I hadn’t been in Puglia in many years but after a stay in Bari, I worked my way further south down to Fasano and the amazing property called Borgo Egnazia. Taking a deep breath and just absorbing this five star enclave built to replicate a genuine Puglian old style village was eye opening. You could not imagine it hasn’t been here for a hundred years – everything in Puglia is solid and strong from the Greeks and all the others that marauded the coast and made it their own. It looks like you are entering a fortress… but once inside your breath is taken away by the décor, contemporary cool white with stone floors and walls. A large olive tree draws the eye to the atrium, its leaves are tiny paper cones, surrounding the base are candle lite lanterns and baskets and burlap bags filled with nuts, wheat, dried beans.
Soaring and elegant rooms are mixed with hidden spots and hallways, almost a maze to give you privacy but also it adds to the anticipation of what you will find next, or what is behind that gauzy white curtain. Candles give a radiance from inside jars, hanging lanterns, wine bottles bathing the white walls with a halo. Tables are accented by lemons, bouquets of herbs and lavender. Walls with heavy old keys hang in clusters, ropes, and nooks that glow with hidden lights.
Coming out to the restaurant and bar area – it is wide open airy and light with large doors that are open. Dining tables have square baskets of vegetables, like eggplants, tomatoes and peppers add color to the palate. Food is fresh understated and served unencumbered. There are several outlets for dinner to give you choices.
Lots of open air spaces with scents of lemon, jasmine, and rosemary in profusion. Brilliant colored Bougainvillea drape archways, olive trees and prickly pear abound around the property. It is a complete village with bell and clock tower, a chapel, donkey carts, farmers’ tools add to the authenticity. In the evening the piazza is a great place for a traditional passeiggiata and aperitivo with wood burning pizza ovens, pasta making and mozzarella making stations, along with local artisan crafters.
My room was again so spacious and inviting creamy white floaty curtains, baskets of dried lavender, and all kinds of amenities of comfort. My roof top terrace with linen cushions beg you to settle and enjoy the views of the sea and sunset or sunrise. My favorite was a stone mold filled with sea salt to absorb the humidity, what a clever idea!
Cycling, walking, the main pool retreat, 18 hole golf course or the beach club give you lots of opportunities to get in your ten thousand steps. I loved walking the golf course at sunrise….fresh sea air and rosemary bushes abound. The property is surprisingly child friendly too. Sitting out at the golf club or the beach club gives you further options for a drink and a light meal.
The surroundings of Borgo Egnazia are covered, not dotted, but covered with century’s old olive trees this area of Puglia is known for the oldest trees to be found. Authorities claim some found here on Penisola Salentina are 3000 to 4000 years old. Try and wrap your head around that – we gasp at the pyramids or Greek temples that old, but we are talking about a living growing and producing wild olive trees. The girth of the trees and even more the gnarly twisted intertwined trunks beg to be touched.

Collection entries:

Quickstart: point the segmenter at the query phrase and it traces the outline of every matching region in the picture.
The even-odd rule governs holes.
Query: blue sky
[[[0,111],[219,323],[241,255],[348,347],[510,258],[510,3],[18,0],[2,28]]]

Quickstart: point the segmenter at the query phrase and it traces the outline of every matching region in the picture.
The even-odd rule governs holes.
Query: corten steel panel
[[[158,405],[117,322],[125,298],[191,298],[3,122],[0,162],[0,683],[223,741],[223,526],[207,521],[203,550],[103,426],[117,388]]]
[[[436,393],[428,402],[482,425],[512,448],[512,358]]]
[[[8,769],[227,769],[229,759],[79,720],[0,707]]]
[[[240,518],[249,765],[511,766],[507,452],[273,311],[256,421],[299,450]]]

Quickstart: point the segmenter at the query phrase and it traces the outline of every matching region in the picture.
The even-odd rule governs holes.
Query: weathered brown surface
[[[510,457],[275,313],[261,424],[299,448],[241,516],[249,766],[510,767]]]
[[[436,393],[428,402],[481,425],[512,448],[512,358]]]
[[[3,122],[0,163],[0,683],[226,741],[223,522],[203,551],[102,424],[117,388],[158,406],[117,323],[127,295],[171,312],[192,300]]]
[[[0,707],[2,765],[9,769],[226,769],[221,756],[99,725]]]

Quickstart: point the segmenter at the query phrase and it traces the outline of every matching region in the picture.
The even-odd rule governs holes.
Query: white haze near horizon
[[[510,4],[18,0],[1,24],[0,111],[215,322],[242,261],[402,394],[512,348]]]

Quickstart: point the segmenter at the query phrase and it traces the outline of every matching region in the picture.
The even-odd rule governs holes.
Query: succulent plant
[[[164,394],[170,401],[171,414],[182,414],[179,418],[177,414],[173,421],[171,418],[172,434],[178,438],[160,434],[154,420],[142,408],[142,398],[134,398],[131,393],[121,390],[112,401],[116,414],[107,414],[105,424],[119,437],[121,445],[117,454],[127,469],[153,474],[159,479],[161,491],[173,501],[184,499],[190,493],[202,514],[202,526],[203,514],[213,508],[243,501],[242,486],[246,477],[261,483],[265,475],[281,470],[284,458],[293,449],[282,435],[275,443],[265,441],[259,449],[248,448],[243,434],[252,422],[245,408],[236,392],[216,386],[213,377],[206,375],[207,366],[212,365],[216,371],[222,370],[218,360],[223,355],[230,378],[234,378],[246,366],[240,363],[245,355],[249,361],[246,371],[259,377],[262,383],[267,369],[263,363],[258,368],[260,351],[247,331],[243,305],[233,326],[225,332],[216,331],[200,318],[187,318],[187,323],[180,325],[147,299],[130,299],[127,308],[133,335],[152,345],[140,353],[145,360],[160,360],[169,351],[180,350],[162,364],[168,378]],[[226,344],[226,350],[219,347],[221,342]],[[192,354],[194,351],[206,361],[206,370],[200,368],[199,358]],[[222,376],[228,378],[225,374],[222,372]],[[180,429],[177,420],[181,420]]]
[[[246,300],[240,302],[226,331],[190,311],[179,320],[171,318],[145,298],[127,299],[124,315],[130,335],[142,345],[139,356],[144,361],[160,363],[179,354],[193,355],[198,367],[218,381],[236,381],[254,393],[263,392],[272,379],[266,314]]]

TASK GOAL: Please update the passage about Borgo Egnazia, starting at "Soaring and elegant" and ending at "give you choices.", so that "lemons" becomes "oranges".

EXERCISE OUTPUT:
Soaring and elegant rooms are mixed with hidden spots and hallways, almost a maze to give you privacy but also it adds to the anticipation of what you will find next, or what is behind that gauzy white curtain. Candles give a radiance from inside jars, hanging lanterns, wine bottles bathing the white walls with a halo. Tables are accented by oranges, bouquets of herbs and lavender. Walls with heavy old keys hang in clusters, ropes, and nooks that glow with hidden lights.
Coming out to the restaurant and bar area – it is wide open airy and light with large doors that are open. Dining tables have square baskets of vegetables, like eggplants, tomatoes and peppers add color to the palate. Food is fresh understated and served unencumbered. There are several outlets for dinner to give you choices.